_DOKUMENTTEXT_.
⁂
1 Du hast wol in verbalibus, doch fehlt es in realibus.

*2 Er ist ein anomales (unregelmässiges) Verb.

So pflegte Luther die Männer zu nennen, welche das Regiment in ihren Häusern nicht führen. (Einfälle, 300.)


Verballhornen.

* Es ist verballhornt. - Büchmann, 8. Aufl., S. 99.

Joh. Ballhorn war ein lübeckischer Buchdrucker, der im 16. Jahrhundert lebte und ein hohes Alter erreichte, oder einen Sohn gleichen Namens hatte, der des Vaters Geschäft fortsetzte; denn schon im Jahre 1531 ging aus seiner Druckerei Die neue lütecker Kirchenrede und 1599 ein Passional hervor. Beide Schriften tragen keine Spur einer verkehrten Verbesserung an sich, die man Verballhornung nennt. Die Sage, als habe Ballhorn dem Hahn in der Kinderfibel einen Korb mit Eiern beigefügt und so die Veranlassung zu dem Sprichwort gegeben (s. Ballhorn), ist ohne Grund, da der Fibelhahn erst im 18. Jahrhundert erfunden ist. Schuppius in seinen deutschen Schriften sucht die Entstehung der Redensart in einer von dem genannten Buchdrucker ausgegangenen Vermehrung des deutschen Alphabets durch die Doppelbuchstaben: ff, ll, ss, aber es findet sich nicht einmal ein von Joh. Ballhorn gedrucktes Abc-Buch. Ebenso unbegründet ist die Vermuthung des Professor Heumann, der in seinem Poecile behauptet, dass einige Lückenbüsserstellen aus Cicero und Quinctilian, mit denen Ballhorn eine leere Seite in J. Rivii Epitome in verborum et rerum copiam ausgefüllt hat, jene Redensart veranlasst habe. Eine neue Erklärung gibt der Braunschweig. Anzeiger (1764, Nr. 73), die auch Siebenkees(Jur. Magazin, I, 528) wieder abdrucken liess; allein dass das im Jahre 1586 erschienene Lübecker Stadtrecht den Zusatz getragen habe: "Vermehrt und verbessert durch Joh. Ballhorn" ist trotzdem, was E. I. Bahring (In clave diplom., S. 19) behauptet und dann in Siebenkees' Magazin zur Entschuldigung hinzugefügt wird, durchaus erdichtet. Aber dessenungeachtet scheint dies revidirte lübecker Stadtrecht, das Joh. Ballhorn zuerst (1556) druckte, die Quelle zu sein, die des Buchdruckers Namen ohne sein Verschulden in Verruf gebracht hat. Man war mit der Revision des Stadtrechts, so sehr man sie gewünscht, als einer verfehlten Arbeit allgemein unzufrieden. Die Holsteiner und Mecklenburger hätten nun wol ihren Vorwurf auf den Senator von Stieten, der die Revision ausgeführt, schleudern sollen; allein sie wälzten die Schuld auf den Unschuldigsten, auf den Buchdrucker Ballhorn, weil dessen Name auf dem Titelblatt stand. Mit Unrecht führt Gasser (In praelectionibus ad codic., S. 260) den Buchdrucker Joh. Ballhorn unter den Commentatoren des lübecker Stadtrechts auf; aber die Schmach, die den Namen des letztern getroffen, trägt er unverschuldet.
⁂
_EXTRAHIERTE DATEN_.
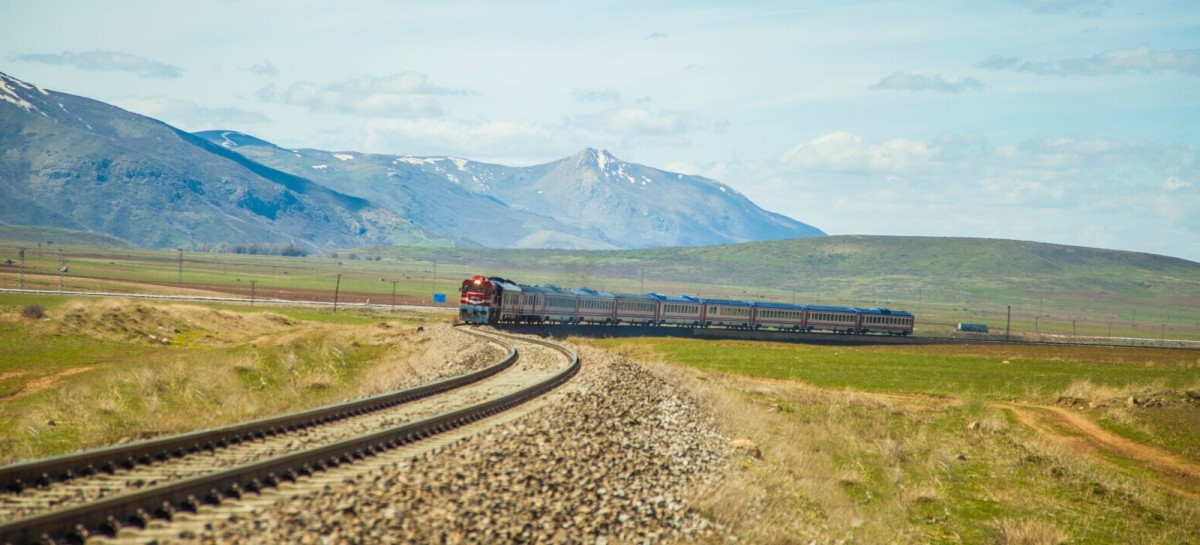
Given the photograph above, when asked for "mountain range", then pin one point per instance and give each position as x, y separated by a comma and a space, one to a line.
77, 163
⁂
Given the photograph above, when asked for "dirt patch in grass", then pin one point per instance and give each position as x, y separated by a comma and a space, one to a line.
⁂
_AUFGABE 1_.
Wer führte laut dem Text über das Verballhornen die Revision des lübecker Stadtrechts aus?
_AUFGABE 2_.
Erkläre anhand des Textes über das Verballhornen, warum die Holsteiner und Mecklenburger die Schuld für das verfehlte Stadtrecht dem Buchdrucker Ballhorn gaben.

_LÖSUNG 1_.
Der Senator von Stieten.

_LÖSUNG 2_.
Sie wälzten die Schuld auf Ballhorn, weil sein Name auf dem Titelblatt stand. Eigentlich hätte ihr Vorwurf dem Senator von Stieten gelten müssen, der die Revision ausgeführt hatte.